> _Your instructions_: A faithful copy of the entries, without any pictures, is what is needed here.

::: Data extract :::

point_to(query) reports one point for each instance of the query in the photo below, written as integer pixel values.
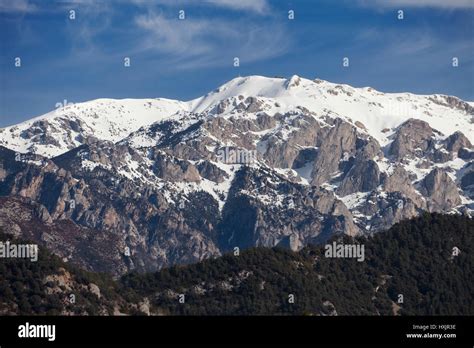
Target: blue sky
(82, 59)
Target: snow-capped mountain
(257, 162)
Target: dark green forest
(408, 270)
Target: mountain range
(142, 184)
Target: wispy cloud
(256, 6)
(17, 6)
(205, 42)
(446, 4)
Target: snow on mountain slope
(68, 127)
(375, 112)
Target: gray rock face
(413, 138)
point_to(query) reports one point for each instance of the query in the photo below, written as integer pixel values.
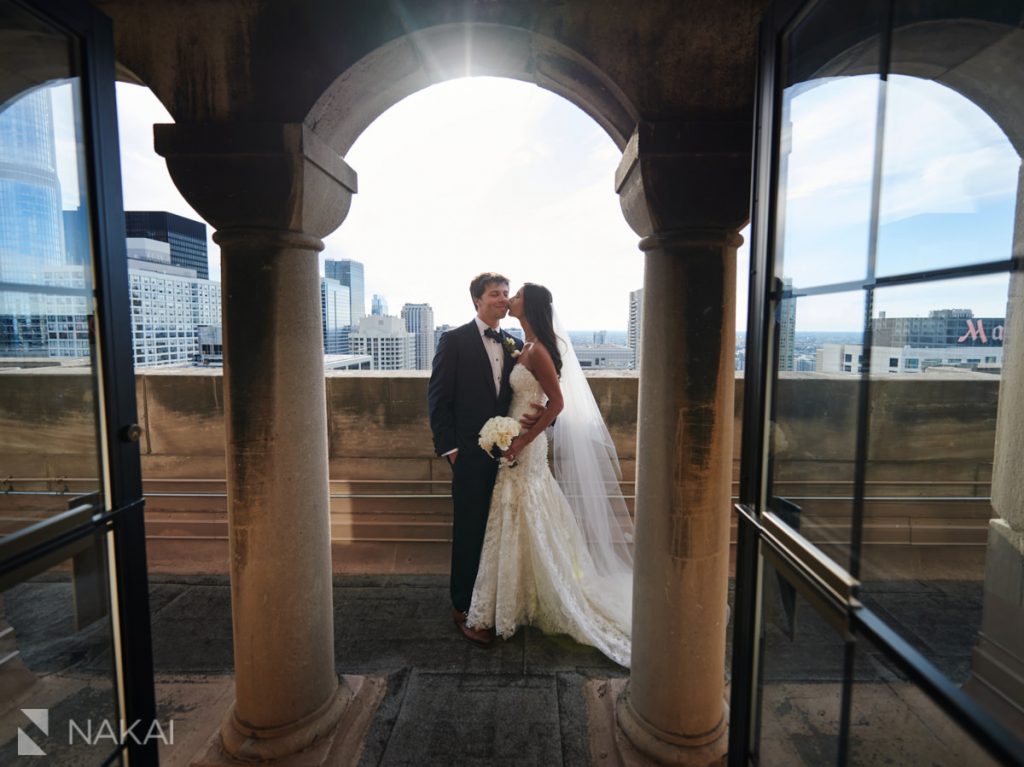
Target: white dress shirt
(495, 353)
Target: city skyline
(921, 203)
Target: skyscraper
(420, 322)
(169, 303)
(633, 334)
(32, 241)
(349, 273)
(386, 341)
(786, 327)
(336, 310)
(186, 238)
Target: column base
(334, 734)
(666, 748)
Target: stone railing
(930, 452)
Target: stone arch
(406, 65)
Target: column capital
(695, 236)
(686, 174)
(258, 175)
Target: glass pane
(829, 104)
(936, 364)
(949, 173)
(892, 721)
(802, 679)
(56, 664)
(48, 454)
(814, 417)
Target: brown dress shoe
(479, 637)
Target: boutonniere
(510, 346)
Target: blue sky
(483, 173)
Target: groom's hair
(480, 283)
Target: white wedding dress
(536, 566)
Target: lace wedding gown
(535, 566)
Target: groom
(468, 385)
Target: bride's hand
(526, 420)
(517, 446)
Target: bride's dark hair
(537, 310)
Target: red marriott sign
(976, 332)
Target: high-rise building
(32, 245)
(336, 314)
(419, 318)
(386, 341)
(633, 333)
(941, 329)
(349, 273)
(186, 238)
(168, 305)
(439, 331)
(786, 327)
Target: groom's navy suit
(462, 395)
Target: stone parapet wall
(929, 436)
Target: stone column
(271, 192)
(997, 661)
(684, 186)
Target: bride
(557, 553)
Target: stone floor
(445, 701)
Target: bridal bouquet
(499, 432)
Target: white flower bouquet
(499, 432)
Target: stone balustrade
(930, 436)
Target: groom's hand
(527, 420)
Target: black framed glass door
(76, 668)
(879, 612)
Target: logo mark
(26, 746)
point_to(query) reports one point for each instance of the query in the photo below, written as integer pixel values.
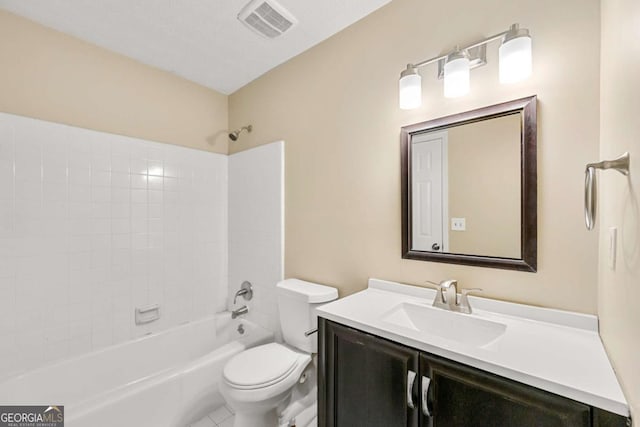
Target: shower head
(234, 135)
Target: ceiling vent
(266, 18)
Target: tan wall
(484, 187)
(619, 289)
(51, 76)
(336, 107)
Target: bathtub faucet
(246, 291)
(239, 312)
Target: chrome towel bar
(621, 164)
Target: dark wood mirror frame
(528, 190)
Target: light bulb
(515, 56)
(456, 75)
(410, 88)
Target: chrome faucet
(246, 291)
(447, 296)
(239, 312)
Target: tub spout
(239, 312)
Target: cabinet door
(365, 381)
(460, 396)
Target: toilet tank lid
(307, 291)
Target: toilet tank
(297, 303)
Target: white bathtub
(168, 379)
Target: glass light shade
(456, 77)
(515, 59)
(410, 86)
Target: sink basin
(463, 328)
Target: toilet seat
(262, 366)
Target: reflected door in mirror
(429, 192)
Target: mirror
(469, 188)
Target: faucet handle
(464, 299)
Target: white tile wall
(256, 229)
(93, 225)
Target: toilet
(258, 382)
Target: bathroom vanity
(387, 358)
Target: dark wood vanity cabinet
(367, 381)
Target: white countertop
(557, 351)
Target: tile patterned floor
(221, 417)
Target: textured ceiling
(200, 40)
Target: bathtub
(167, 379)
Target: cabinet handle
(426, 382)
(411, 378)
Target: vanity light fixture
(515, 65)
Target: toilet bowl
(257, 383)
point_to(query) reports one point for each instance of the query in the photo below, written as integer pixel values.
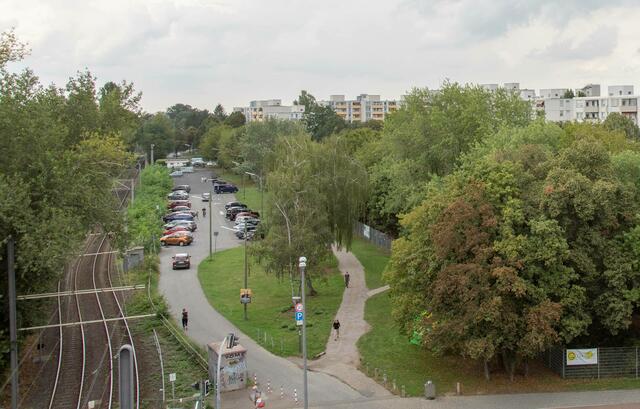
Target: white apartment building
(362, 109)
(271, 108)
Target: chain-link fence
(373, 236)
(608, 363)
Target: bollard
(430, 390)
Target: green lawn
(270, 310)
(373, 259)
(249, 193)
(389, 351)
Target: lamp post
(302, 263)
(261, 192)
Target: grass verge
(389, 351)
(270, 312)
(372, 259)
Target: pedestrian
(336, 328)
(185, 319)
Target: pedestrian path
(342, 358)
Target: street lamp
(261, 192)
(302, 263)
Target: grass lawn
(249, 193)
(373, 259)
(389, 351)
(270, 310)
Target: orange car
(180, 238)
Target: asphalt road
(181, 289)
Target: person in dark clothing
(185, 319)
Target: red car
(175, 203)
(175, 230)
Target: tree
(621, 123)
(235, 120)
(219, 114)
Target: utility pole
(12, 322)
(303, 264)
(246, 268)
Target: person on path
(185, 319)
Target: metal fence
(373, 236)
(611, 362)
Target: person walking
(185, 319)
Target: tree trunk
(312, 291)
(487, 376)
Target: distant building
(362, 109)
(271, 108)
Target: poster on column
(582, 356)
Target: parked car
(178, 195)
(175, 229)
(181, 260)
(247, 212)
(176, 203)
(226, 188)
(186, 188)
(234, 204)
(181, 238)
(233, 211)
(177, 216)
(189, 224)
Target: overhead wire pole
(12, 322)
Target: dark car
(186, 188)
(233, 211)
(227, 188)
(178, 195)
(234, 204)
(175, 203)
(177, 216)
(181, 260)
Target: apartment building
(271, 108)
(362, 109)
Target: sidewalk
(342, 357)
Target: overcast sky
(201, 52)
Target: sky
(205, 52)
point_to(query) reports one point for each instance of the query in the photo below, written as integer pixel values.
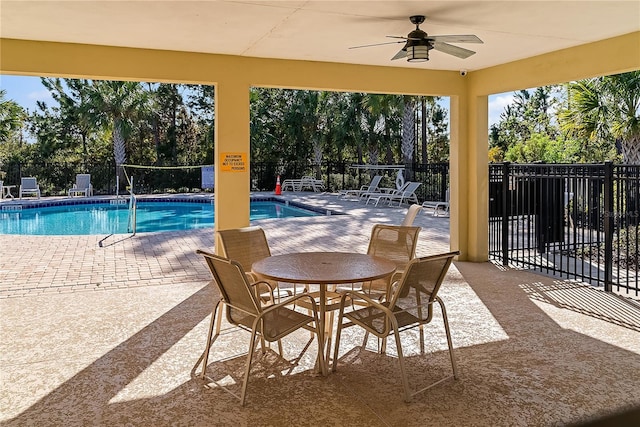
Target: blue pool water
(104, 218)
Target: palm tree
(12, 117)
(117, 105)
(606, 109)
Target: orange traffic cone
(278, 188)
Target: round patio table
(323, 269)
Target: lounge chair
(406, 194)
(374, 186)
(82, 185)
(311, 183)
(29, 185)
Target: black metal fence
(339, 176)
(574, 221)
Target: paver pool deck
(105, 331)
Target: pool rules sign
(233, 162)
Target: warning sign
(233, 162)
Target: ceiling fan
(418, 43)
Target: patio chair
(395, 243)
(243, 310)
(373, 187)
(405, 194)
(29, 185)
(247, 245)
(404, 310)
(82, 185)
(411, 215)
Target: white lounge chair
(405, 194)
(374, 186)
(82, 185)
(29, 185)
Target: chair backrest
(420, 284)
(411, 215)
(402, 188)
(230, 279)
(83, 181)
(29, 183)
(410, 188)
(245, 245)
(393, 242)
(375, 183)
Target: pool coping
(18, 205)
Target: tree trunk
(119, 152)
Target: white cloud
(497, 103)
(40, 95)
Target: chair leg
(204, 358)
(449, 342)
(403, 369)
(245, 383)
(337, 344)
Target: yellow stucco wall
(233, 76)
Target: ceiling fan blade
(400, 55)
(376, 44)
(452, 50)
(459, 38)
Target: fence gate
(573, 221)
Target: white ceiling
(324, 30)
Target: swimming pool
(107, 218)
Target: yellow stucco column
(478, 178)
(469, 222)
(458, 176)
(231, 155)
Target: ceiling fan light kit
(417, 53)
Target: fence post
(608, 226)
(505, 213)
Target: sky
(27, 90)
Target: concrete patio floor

:::

> _Result for this exercise_:
point_to(query) reports one point for each instance of the query in the photo below, written as integer pixel values.
Target: blue sky
(82, 59)
Target: snow-capped mountain
(257, 162)
Target: dark green forest
(408, 270)
Target: mountain range
(142, 184)
Target: wispy cloud
(256, 6)
(17, 6)
(205, 42)
(446, 4)
Target: snow on mountain slope
(68, 127)
(375, 112)
Target: gray rock face
(413, 138)
point_to(query) reports one point for each instance of the query in the photo below, written as integer pixel values.
Target: white dress shirt
(495, 353)
Target: city skyline
(921, 203)
Target: skyscraper
(420, 322)
(169, 303)
(633, 334)
(32, 241)
(349, 273)
(386, 341)
(786, 327)
(336, 310)
(186, 238)
Target: column base
(334, 734)
(666, 748)
Target: stone railing
(930, 452)
Target: stone arch
(406, 65)
Target: column capital
(695, 236)
(686, 174)
(258, 175)
Target: glass pane
(829, 104)
(936, 364)
(949, 173)
(892, 721)
(802, 679)
(56, 664)
(48, 454)
(814, 417)
Target: brown dress shoe
(479, 637)
Target: boutonniere
(510, 346)
Target: blue sky
(483, 173)
Target: groom's hair
(480, 283)
Target: white wedding dress
(536, 566)
Target: lace wedding gown
(535, 566)
Target: groom
(468, 385)
Target: bride's hand
(526, 420)
(517, 446)
Target: bride's dark hair
(537, 310)
Target: red marriott sign
(976, 332)
Target: high-rise building
(32, 245)
(336, 314)
(419, 318)
(386, 341)
(633, 333)
(941, 329)
(349, 273)
(186, 238)
(168, 305)
(439, 331)
(786, 327)
Target: groom's navy suit
(462, 395)
Target: stone parapet wall
(929, 436)
Target: stone column
(271, 192)
(997, 661)
(684, 186)
Target: bride
(557, 553)
Target: stone floor
(445, 701)
Target: bridal bouquet
(499, 432)
Target: white flower bouquet
(499, 432)
Target: stone balustrade
(930, 436)
Target: groom's hand
(527, 420)
Target: black framed glass door
(76, 668)
(879, 612)
Target: logo mark
(26, 746)
point_to(query) reports one point for each instance of the query in the photo below, written as integer pixel values.
Target: shower head
(234, 135)
Target: ceiling vent
(266, 18)
Target: tan wall
(484, 187)
(619, 289)
(51, 76)
(336, 107)
Target: bathtub faucet
(246, 291)
(239, 312)
Target: chrome towel bar
(621, 164)
Target: dark wood mirror frame
(528, 190)
Target: light bulb
(515, 56)
(456, 75)
(410, 88)
Target: chrome faucet
(246, 291)
(447, 296)
(239, 312)
Target: tub spout
(239, 312)
Target: cabinet door
(365, 381)
(460, 396)
Target: toilet tank lid
(307, 291)
Target: toilet tank
(297, 303)
Target: white bathtub
(168, 379)
Target: glass light shade
(456, 77)
(515, 59)
(410, 86)
Target: sink basin
(463, 328)
Target: toilet seat
(262, 366)
Target: reflected door in mirror
(429, 192)
Target: mirror
(469, 188)
Target: faucet handle
(464, 299)
Target: white tile wall
(256, 229)
(93, 225)
Target: toilet
(258, 382)
Target: bathroom vanity
(387, 358)
Target: dark wood vanity cabinet
(367, 381)
Target: white countertop
(557, 351)
Target: tile patterned floor
(221, 417)
Target: textured ceiling
(200, 40)
Target: bathtub
(167, 379)
Target: cabinet handle
(426, 382)
(411, 378)
Target: vanity light fixture
(515, 65)
Target: toilet bowl
(257, 383)
point_to(query) reports one point for each instance of the query in the photo below, written as integer pixel values.
Target: white apartment building
(362, 109)
(271, 108)
Target: chain-link fence
(373, 236)
(608, 363)
Target: bollard
(430, 390)
Target: green lawn
(270, 310)
(373, 259)
(249, 193)
(389, 351)
Target: lamp post
(302, 263)
(261, 192)
Target: grass verge
(389, 351)
(270, 312)
(372, 259)
Target: pedestrian
(336, 328)
(185, 319)
Target: pedestrian path
(342, 358)
Target: street lamp
(261, 192)
(302, 263)
Target: grass lawn
(249, 193)
(373, 259)
(389, 351)
(270, 310)
Target: orange car
(180, 238)
Target: asphalt road
(181, 289)
Target: person in dark clothing
(185, 319)
Target: red car
(175, 203)
(175, 230)
Target: tree
(621, 123)
(235, 120)
(219, 114)
Target: utility pole
(12, 322)
(303, 264)
(246, 268)
Target: person on path
(185, 319)
Target: metal fence
(373, 236)
(611, 362)
Target: person walking
(185, 319)
Target: tree trunk
(312, 291)
(487, 376)
Target: distant building
(362, 109)
(271, 108)
Target: poster on column
(582, 356)
Target: parked car
(178, 195)
(175, 229)
(181, 260)
(247, 212)
(176, 203)
(226, 188)
(186, 188)
(234, 204)
(181, 238)
(233, 211)
(177, 216)
(189, 224)
Target: overhead wire pole
(12, 322)
Target: dark car
(186, 188)
(233, 211)
(227, 188)
(178, 195)
(234, 204)
(175, 203)
(177, 216)
(181, 260)
Target: apartment building
(271, 108)
(362, 109)
Target: sidewalk
(342, 357)
Target: overcast sky
(201, 52)
Target: sky
(205, 52)
point_to(query) reports one point for each instance of the query in the photo below, written as integer pixel values.
Target: blue pool water
(104, 218)
Target: palm tree
(12, 117)
(117, 105)
(606, 109)
Target: orange traffic cone
(278, 188)
Target: round patio table
(323, 269)
Target: lounge chair
(406, 194)
(374, 186)
(82, 185)
(311, 183)
(29, 185)
Target: black metal fence
(339, 176)
(574, 221)
Target: paver pool deck
(105, 331)
Target: pool rules sign
(233, 162)
Target: warning sign
(233, 162)
Target: ceiling fan
(418, 43)
Target: patio chair
(395, 243)
(243, 310)
(373, 187)
(405, 194)
(29, 185)
(247, 245)
(404, 310)
(82, 185)
(411, 215)
Target: white lounge chair
(405, 194)
(374, 186)
(82, 185)
(29, 185)
Target: chair backrest
(420, 284)
(411, 215)
(402, 188)
(230, 279)
(83, 181)
(29, 183)
(410, 188)
(245, 245)
(393, 242)
(375, 183)
Target: pool coping
(18, 205)
Target: tree trunk
(119, 152)
Target: white cloud
(497, 103)
(40, 95)
Target: chair leg
(204, 358)
(449, 342)
(403, 369)
(245, 383)
(337, 344)
Target: yellow stucco wall
(233, 76)
Target: ceiling fan blade
(400, 55)
(376, 44)
(452, 50)
(459, 38)
Target: fence gate
(573, 221)
Target: white ceiling
(324, 30)
Target: swimming pool
(107, 218)
Target: yellow stucco column
(478, 178)
(469, 222)
(458, 176)
(231, 155)
Target: ceiling fan light kit
(417, 53)
Target: fence post
(608, 226)
(505, 213)
Target: sky
(27, 90)
Target: concrete patio floor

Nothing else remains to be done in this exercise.